» Exercício proposto A
Edite o trecho do texto sobre a ICAN que começa em "A constituição da" e termina em "nas sociedades atingidas.", transcrevendo-o com "democracia" trocado por "liberdade".

» Excerto selecionado
Reunião Euro-mediterrânica das Campanhas de Auditoria da Dívida – ICAN
Via Iniciativa para uma Auditoria Cidadã à Dívida
A apresentação das dramáticas situações sociais e económicas na Grécia, Irlanda, Portugal e Espanha dominaram o início dos trabalhos, havendo um grande espírito de solidariedade entre todos os presentes para com os países que vêm sendo esmagados pela Troika e pelos governos tecnocratas ultra-liberais. Está já bem presente entre os representantes dos outros países que o futuro que os aguarda na ausência de respostas colectivas e internacionais é semelhante, estando o Sul da Europa a servir de laboratório para as experiências do liberalismo selvagem. Contrastando com esta situação algo lúgubre, os activistas do Norte de África – estavam representados o Egipto e a Tunísia – apresentavam um optimismo latente e contagiante, decorrentes da sua participação iminente num processo revolucionário que, tendo começado nas Primaveras Árabes do ano passado, hoje os leva à confiança de que é possível construir uma sociedade justa e digna, e para tal a percepção clara dos processos de endividamento do Estado poderá permitir-lhes evoluir num trilho bastante mais seguro e benéfico para as populações.
Estabeleceu-se uma nova rede, a ICAN – International Citizen’s Audit Network(Rede Internacional de Auditorias Cidadãs), que procurará manter a informação sobre o desenvolvimento da situação dos países e das auditorias, em circulação acessível num site comum. Identificaram-se além disso alguns pontos de possível acção conjunta e de promoção de iniciativas euro-mediterrânicas contra a austeridade e a chantagem da dívida – tendo sido destacadas as datas do 1.º de Maio (Dia do Trabalhador), 12 e 15 de Maio (manifestações globais promovidas essencialmente pelos movimentos Occupy e Indignados), assim como 16 a 19 de Maio, quando ocorrerá a reunião do Banco Central Europeu em Frankfurt, para a qual estão planeadas manifestações de protesto. Foi ainda proposto um Dia de Acção Global contra a Austeridade e a Dívida, provavelmente durante a Semana de Acção Global contra a Dívida e as Instituições Financeiras Internacionais, de 8 a 15 de Outubro.
Estiveram representados nesta reunião a Alemanha, Bélgica, Egipto, Espanha, França, Grécia, Itália, Irlanda, Polónia, Portugal, Tunísia, e Reino Unido.
A constituição da ICAN é um passo na criação da resposta cidadã e democrática à crise da austeridade, com o objectivo de levar a cabo a necessária exposição pública da realidade das dívidas e processos de endividamento dos estados, da qual deve decorrer a criação clara de uma alternativa política e económica à austeridade que vem aprofundando as crises e já destrói a própria democracia nas sociedades atingidas.

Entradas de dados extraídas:
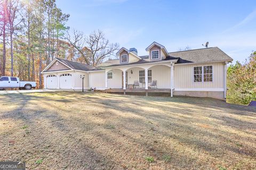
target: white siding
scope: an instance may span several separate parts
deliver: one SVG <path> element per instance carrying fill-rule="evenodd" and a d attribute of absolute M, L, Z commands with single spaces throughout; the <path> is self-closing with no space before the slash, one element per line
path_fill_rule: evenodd
<path fill-rule="evenodd" d="M 152 80 L 157 81 L 157 88 L 167 89 L 171 88 L 170 67 L 165 65 L 157 65 L 150 67 L 148 70 L 152 70 Z M 132 70 L 132 74 L 131 70 Z M 144 70 L 144 69 L 140 67 L 134 67 L 127 70 L 128 84 L 133 84 L 135 80 L 139 81 L 140 70 Z M 148 87 L 150 84 L 151 83 L 149 83 Z M 142 87 L 142 83 L 140 83 L 140 88 Z"/>
<path fill-rule="evenodd" d="M 194 82 L 193 67 L 195 66 L 213 66 L 212 82 Z M 224 63 L 213 63 L 197 64 L 174 65 L 174 89 L 185 90 L 201 89 L 217 91 L 224 88 Z"/>
<path fill-rule="evenodd" d="M 112 72 L 112 79 L 108 79 L 108 88 L 122 88 L 122 71 L 113 69 L 108 72 Z"/>
<path fill-rule="evenodd" d="M 129 54 L 129 63 L 134 63 L 138 61 L 139 58 L 135 57 L 132 53 Z"/>
<path fill-rule="evenodd" d="M 157 65 L 149 70 L 152 70 L 152 80 L 157 80 L 157 88 L 171 88 L 171 67 Z"/>
<path fill-rule="evenodd" d="M 105 89 L 105 72 L 95 71 L 90 73 L 90 84 L 91 88 Z"/>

» Exercício proposto B
Apresente todas as linhas da listagem em que aparece a palavra "instance", copiando cada uma delas por inteiro.

» Resposta correta A
A constituição da ICAN é um passo na criação da resposta cidadã e democrática à crise da austeridade, com o objectivo de levar a cabo a necessária exposição pública da realidade das dívidas e processos de endividamento dos estados, da qual deve decorrer a criação clara de uma alternativa política e económica à austeridade que vem aprofundando as crises e já destrói a própria liberdade nas sociedades atingidas.

» Resposta correta B
scope: an instance may span several separate parts
deliver: one SVG <path> element per instance carrying fill-rule="evenodd" and a d attribute of absolute M, L, Z commands with single spaces throughout; the <path> is self-closing with no space before the slash, one element per line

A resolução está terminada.